▶ **PASSAGE TO READ**
In the LSBC curriculum, I ask students to imagine their psyche as a dinner plate.
It used to look to me like all people were born with a clean, perfectly clear dinner plate. But little by little, life takes a toll on our plate.
You get teased or left out–there’s a scratch on your plate.
Some traumatic event happens– a big gouge is taken out of your plate.
I used to think we grow up and move through life picking up insecurities, fears, identities and labels, all leaving dents and marks on our plate.
I thought my plate became damaged, but if I tried hard enough, I could mitigate and maybe even reverse some of the damage. Therapy. Self-help. Hard work. If I was resourceful enough, I could buff out some of those scratches and repair some of the dents so that my plate could be as whole as possible. It’d never be fully whole though. It was not the same plate I was born with.
When I came across the New Paradigm, I saw that I had been wrong. It doesn’t work that way at all.
We all have a plate, a psyche, a mind, an essence, that can’t be permanently dinged or dented.
Our design is incredible. It ensures that everything we experience, no matter what it is, slides off our plate. It doesn’t leave a deep mark that way I had thought at all. It moves through us, leaving our plate ding-free.
When we don’t know this, we fail to experience it. We think (because we’re told, and because experience can feel so incredibly hard at times) that those things we went through did leave a mark. We’ve never been the same. But that’s only us experiencing what we believe. When we come to see that the plate can’t be permanently damaged, we experience much more of that.
This plate can’t be irreparably damaged. It’s more that we experience life and it’s like writing your name in the sand on the beach. It’s there and we feel it in an extremely real way. And then the water comes to wash it away.
Life brings it and life washes it away.

▶ **ASSIGNMENT 1**
Rewrite the paragraph in the dinner-plate passage that begins "I thought my plate became damaged" as a shorter version that keeps its main facts.
▶ **ASSIGNMENT 2**
In the sentence of the dinner-plate passage that begins "I used to think we grow up," list everything the writer says people pick up through life that leaves dents and marks on the plate.
You won't need the records for any of this.

▶ **RECORDS**
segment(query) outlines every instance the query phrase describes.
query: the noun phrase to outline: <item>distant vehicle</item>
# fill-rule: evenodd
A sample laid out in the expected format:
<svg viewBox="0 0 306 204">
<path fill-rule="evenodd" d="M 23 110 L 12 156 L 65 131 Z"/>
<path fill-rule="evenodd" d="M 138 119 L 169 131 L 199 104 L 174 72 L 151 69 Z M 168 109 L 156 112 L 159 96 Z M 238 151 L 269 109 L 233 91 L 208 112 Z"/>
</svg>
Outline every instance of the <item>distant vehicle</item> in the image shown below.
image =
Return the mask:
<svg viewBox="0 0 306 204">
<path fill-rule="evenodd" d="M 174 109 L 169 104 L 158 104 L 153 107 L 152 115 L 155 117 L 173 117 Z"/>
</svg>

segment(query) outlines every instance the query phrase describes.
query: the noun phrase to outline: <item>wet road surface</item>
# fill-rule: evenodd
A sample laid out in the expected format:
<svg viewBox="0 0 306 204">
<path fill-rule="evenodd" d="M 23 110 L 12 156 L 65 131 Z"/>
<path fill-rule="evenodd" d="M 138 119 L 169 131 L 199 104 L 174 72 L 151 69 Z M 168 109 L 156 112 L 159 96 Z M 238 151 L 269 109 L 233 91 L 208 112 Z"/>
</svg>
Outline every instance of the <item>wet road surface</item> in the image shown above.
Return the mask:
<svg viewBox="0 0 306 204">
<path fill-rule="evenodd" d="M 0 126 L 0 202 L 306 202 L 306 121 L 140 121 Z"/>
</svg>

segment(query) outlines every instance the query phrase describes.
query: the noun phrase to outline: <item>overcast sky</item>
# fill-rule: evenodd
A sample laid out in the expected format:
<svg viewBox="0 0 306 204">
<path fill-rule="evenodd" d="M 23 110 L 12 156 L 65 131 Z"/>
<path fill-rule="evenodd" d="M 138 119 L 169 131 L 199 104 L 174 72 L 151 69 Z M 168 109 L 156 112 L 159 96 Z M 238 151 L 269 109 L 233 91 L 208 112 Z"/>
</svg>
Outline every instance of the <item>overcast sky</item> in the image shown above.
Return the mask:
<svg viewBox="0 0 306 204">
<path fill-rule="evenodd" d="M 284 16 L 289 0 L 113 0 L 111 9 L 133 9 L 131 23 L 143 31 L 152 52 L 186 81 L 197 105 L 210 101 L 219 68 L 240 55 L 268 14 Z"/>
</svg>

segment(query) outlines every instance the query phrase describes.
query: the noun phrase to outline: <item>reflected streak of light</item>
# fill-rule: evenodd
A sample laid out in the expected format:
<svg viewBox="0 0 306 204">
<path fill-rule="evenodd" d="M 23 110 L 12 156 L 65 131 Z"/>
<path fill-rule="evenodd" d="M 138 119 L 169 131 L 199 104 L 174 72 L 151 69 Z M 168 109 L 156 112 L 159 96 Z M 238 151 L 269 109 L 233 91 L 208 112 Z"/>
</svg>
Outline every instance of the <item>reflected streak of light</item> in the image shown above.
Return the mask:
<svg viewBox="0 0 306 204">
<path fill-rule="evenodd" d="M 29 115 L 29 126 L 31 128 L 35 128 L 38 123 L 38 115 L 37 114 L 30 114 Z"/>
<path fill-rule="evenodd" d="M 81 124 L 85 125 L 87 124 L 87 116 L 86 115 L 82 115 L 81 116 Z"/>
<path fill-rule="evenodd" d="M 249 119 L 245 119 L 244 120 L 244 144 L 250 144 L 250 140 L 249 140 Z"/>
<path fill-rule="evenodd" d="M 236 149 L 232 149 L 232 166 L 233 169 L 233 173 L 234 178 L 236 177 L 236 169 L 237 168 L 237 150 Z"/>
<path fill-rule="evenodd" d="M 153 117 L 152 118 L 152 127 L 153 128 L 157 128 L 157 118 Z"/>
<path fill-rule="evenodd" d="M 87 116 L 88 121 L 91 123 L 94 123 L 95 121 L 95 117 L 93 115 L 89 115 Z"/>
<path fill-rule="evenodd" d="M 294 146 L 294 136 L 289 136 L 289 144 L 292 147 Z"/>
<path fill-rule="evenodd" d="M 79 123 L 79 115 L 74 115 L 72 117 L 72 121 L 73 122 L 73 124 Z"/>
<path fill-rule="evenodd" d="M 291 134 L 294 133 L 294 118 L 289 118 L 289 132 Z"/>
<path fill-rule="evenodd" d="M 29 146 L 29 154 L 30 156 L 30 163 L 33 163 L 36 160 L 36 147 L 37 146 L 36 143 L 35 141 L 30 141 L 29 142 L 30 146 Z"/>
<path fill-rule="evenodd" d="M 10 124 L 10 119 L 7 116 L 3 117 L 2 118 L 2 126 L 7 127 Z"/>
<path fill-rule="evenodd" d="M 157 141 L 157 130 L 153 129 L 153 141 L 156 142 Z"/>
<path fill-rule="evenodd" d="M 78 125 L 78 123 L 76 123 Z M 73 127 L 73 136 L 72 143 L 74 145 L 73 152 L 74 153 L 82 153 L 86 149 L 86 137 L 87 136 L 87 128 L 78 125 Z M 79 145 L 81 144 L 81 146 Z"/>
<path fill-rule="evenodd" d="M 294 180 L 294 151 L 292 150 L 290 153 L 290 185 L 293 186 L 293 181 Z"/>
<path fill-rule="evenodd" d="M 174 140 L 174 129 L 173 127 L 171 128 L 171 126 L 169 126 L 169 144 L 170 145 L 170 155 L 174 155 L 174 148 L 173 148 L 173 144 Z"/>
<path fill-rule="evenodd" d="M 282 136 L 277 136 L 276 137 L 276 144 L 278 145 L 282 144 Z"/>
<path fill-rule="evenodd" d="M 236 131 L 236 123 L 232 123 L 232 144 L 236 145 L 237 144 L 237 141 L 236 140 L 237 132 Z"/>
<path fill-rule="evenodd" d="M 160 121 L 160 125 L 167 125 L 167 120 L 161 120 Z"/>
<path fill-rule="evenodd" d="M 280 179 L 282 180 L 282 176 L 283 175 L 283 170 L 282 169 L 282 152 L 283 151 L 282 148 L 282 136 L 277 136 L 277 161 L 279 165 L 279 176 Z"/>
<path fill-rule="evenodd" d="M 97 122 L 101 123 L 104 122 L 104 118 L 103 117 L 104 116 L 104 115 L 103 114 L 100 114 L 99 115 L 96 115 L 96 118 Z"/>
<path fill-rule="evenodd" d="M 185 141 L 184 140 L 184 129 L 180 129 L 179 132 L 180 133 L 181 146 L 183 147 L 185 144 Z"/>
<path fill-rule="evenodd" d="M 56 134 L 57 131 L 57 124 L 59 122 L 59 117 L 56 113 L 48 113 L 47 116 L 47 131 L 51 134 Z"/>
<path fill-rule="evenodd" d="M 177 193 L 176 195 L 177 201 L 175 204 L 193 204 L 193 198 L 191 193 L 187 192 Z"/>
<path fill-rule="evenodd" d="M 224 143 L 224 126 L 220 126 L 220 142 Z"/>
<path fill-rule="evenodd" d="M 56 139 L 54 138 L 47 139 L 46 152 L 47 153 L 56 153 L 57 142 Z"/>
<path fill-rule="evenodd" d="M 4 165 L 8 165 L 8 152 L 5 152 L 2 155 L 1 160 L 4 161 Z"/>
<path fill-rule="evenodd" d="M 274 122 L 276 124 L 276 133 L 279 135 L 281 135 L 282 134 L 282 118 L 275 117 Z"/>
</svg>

▶ **WRITTEN ANSWER 1**
The writer once believed their plate was damaged but that enough effort (therapy, self-help, hard work) could lessen or even reverse some of the harm. Being resourceful might buff out scratches and fix dents so the plate was as whole as possible. It would never be fully whole, though, or the same plate they were born with.

▶ **WRITTEN ANSWER 2**
- Insecurities
- Fears
- Identities
- Labels